**Problem to solve**
Using the entries below, write out the line with "of the postcard", the line with "of the chimney", and every line in between, exactly as each is written.

===============

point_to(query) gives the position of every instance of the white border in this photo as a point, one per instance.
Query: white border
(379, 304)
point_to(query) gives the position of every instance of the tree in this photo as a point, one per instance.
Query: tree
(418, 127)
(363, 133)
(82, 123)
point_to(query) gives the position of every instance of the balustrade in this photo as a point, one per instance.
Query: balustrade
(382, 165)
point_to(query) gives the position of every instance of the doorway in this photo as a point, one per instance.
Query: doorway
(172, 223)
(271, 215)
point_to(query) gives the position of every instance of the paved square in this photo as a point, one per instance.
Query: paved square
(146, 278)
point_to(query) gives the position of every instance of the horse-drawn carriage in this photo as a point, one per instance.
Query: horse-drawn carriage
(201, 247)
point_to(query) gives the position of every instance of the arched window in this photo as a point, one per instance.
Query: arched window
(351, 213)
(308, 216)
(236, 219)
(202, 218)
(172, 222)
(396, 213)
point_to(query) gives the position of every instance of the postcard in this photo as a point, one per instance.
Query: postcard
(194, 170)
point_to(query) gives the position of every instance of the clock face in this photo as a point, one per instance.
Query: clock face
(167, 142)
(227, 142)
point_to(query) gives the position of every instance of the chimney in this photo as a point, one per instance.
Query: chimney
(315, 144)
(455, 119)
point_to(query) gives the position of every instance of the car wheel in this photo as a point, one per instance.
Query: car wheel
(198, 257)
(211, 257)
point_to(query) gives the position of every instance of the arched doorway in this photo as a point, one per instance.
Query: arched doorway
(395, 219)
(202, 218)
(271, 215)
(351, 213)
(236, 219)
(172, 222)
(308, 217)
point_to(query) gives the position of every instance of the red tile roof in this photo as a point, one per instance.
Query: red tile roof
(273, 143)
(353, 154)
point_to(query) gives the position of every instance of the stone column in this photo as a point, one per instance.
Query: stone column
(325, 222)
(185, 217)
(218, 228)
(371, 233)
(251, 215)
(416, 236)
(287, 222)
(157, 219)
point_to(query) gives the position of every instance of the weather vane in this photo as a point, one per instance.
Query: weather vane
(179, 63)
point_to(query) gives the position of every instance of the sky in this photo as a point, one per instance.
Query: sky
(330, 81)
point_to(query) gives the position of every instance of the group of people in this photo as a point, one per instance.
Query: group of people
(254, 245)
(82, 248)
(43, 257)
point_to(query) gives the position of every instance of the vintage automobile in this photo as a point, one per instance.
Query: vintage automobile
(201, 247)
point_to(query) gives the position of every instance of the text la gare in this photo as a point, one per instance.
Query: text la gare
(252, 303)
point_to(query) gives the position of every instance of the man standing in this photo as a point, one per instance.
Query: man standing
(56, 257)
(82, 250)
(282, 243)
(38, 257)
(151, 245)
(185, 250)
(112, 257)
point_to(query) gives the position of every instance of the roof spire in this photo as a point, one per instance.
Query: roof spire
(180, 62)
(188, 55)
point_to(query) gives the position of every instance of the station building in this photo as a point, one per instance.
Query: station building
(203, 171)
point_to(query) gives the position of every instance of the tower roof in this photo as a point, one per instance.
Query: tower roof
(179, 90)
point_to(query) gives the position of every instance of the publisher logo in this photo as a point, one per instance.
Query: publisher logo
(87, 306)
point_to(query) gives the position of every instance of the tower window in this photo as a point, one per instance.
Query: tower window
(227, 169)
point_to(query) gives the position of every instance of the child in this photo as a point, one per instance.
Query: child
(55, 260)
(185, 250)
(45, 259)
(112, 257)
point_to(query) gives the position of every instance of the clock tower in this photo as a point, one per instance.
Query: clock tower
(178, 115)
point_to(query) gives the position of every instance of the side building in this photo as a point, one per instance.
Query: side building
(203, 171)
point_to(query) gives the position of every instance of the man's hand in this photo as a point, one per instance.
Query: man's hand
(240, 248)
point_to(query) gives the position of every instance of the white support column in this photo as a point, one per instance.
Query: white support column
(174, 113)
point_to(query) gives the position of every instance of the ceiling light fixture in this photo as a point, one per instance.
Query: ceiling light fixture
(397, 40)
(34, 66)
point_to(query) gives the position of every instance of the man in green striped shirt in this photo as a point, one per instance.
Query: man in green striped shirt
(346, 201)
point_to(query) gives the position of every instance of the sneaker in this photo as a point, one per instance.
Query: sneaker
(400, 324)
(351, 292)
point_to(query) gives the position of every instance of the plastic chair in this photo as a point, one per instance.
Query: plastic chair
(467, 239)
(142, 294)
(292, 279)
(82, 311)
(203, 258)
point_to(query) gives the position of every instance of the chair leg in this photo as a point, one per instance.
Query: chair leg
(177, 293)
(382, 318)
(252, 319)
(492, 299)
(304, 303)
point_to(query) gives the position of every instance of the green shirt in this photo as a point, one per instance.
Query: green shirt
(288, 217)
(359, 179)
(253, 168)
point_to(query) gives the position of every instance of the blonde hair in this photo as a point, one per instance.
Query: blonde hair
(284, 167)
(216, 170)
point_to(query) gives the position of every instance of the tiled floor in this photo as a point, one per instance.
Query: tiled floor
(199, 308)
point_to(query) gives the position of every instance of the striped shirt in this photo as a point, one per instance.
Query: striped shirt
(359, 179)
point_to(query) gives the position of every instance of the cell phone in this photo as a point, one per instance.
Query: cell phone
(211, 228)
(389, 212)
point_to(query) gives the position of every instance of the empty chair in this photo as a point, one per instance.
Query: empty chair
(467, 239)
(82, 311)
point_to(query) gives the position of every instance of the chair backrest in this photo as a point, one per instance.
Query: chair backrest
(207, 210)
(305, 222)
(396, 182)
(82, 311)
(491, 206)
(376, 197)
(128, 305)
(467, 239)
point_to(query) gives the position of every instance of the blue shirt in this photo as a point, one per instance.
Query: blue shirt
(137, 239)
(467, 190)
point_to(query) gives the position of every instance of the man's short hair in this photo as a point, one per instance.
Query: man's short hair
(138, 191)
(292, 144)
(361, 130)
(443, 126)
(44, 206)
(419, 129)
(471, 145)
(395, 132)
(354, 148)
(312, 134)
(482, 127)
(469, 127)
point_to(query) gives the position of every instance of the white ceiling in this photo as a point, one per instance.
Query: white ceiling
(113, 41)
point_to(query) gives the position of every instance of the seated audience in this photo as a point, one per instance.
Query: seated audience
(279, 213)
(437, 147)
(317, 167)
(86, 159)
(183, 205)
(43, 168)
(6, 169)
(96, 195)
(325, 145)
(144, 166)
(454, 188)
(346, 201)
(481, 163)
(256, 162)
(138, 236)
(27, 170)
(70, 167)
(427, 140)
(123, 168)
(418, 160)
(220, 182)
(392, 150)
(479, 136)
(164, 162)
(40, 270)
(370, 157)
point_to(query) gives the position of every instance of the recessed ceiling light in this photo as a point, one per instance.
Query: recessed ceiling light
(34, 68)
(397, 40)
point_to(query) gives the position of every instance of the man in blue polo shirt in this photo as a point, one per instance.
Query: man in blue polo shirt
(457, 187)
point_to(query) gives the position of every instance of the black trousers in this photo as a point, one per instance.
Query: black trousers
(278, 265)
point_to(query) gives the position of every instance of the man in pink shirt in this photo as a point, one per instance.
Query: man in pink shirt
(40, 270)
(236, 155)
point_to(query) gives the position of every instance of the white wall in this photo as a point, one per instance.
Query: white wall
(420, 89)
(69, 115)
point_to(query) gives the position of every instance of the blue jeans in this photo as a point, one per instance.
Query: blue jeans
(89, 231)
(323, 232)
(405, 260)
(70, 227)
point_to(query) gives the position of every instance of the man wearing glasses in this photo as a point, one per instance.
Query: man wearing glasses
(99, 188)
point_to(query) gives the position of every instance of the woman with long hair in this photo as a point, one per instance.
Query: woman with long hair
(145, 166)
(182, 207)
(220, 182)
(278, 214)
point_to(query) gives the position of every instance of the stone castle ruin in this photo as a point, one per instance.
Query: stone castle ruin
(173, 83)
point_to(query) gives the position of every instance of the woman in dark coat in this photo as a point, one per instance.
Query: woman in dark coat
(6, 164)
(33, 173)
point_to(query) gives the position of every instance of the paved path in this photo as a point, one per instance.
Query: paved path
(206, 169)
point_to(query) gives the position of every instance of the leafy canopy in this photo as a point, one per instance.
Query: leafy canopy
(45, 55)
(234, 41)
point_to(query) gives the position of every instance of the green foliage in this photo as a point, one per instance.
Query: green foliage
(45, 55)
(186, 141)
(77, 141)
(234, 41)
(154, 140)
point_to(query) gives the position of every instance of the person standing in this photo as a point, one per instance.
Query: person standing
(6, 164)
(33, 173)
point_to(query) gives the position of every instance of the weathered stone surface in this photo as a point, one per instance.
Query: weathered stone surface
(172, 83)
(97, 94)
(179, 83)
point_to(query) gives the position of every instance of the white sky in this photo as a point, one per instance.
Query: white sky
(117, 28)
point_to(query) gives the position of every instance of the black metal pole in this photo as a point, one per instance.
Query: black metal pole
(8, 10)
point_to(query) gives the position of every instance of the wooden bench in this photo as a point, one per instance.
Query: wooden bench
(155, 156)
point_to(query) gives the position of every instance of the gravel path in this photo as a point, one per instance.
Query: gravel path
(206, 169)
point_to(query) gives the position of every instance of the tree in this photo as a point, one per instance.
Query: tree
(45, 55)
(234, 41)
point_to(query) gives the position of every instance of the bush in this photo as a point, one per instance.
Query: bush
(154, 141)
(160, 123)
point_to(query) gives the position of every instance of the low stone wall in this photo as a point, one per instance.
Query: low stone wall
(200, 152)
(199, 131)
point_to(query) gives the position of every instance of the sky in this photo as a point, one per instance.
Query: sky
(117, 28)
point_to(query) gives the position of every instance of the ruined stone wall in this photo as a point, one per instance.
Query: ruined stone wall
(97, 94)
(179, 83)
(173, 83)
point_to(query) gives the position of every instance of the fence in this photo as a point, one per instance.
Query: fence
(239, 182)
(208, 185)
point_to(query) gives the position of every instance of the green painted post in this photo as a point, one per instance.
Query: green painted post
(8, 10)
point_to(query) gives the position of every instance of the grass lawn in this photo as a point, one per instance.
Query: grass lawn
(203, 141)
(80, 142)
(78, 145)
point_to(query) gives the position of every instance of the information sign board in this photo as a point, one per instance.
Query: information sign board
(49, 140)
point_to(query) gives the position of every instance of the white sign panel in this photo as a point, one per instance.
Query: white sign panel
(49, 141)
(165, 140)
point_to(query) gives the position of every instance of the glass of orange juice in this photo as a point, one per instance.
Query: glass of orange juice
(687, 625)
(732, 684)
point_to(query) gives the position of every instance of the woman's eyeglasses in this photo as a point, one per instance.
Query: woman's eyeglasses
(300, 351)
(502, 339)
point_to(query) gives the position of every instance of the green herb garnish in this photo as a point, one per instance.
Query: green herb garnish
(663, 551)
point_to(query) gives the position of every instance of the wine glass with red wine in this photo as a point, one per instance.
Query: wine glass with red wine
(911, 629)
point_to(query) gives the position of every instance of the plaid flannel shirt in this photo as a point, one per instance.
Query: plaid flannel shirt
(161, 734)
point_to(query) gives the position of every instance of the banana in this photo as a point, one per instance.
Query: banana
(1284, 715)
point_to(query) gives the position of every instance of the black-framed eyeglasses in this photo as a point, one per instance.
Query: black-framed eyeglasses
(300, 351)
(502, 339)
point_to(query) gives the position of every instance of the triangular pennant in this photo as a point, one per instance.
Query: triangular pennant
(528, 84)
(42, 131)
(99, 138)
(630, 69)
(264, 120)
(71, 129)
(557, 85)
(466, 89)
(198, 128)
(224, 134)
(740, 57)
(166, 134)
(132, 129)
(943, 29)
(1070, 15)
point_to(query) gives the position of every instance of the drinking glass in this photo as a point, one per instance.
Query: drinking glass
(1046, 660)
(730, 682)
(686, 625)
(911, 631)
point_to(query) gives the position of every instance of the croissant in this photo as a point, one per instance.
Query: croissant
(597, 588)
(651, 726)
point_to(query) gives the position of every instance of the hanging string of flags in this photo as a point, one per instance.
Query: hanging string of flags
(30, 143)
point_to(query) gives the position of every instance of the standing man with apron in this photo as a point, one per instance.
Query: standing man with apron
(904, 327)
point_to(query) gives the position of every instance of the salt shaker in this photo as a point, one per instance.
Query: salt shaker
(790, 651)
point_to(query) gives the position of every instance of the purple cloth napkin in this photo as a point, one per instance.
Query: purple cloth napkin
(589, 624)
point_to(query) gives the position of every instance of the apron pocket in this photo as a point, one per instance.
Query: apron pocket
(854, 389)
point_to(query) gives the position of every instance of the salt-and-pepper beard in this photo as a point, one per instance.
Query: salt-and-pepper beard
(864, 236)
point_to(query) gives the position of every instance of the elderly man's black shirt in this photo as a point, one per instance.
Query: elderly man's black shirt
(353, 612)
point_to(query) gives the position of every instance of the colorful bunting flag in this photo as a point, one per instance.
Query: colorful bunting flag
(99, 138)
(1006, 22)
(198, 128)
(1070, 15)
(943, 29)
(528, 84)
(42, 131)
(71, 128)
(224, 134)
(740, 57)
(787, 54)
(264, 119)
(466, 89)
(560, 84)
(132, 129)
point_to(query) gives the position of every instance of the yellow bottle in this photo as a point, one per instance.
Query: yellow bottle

===============

**Response to the exercise**
point_to(query) gives the position of every instance of the postcard in this photo as a point, one per instance.
Query: postcard
(194, 170)
point_to(query) gives the position of every instance of the clock face in this photo as a point, one per instance.
Query: clock face
(167, 142)
(227, 142)
point_to(query) gives the position of every instance of the chimney in this photo as a point, one per instance.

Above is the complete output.